PROBLEM DETAILS — Each line that includes the word "covered" should be copied from the records.

DATA FOR THE TASK —
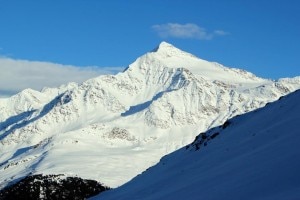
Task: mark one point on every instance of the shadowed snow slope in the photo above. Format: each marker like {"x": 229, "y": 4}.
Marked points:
{"x": 253, "y": 156}
{"x": 105, "y": 127}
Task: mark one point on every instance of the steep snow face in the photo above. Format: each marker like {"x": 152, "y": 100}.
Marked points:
{"x": 253, "y": 156}
{"x": 112, "y": 123}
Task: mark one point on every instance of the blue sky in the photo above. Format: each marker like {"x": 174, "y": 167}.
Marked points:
{"x": 261, "y": 36}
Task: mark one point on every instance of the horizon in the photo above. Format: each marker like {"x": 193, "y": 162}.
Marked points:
{"x": 91, "y": 38}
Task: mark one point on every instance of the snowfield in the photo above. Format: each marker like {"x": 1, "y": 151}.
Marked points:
{"x": 113, "y": 127}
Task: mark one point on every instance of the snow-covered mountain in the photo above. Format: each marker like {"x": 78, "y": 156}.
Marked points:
{"x": 253, "y": 156}
{"x": 113, "y": 127}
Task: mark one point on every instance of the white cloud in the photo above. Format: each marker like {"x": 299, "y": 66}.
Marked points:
{"x": 185, "y": 31}
{"x": 16, "y": 75}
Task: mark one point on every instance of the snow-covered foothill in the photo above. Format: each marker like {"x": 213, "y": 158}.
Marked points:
{"x": 105, "y": 127}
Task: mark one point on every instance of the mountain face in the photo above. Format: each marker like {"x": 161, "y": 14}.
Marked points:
{"x": 113, "y": 127}
{"x": 253, "y": 156}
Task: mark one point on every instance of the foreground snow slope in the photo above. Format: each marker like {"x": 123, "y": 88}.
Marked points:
{"x": 253, "y": 156}
{"x": 104, "y": 128}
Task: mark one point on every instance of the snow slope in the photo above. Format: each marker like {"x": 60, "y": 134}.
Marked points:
{"x": 105, "y": 127}
{"x": 253, "y": 156}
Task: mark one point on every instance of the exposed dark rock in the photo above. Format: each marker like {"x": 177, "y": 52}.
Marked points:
{"x": 52, "y": 187}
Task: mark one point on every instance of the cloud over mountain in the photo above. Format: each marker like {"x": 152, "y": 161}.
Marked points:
{"x": 17, "y": 75}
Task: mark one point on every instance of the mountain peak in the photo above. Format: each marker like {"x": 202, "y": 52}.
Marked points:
{"x": 164, "y": 46}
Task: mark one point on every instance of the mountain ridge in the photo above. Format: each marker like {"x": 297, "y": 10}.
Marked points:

YOUR SOLUTION —
Task: mark one point on every instance of the snow-covered mountain in the photo above. Format: each marker like {"x": 78, "y": 156}.
Task: mark one point on every instance of the snow-covered foothill in the photo above. Format: each marker like {"x": 213, "y": 158}.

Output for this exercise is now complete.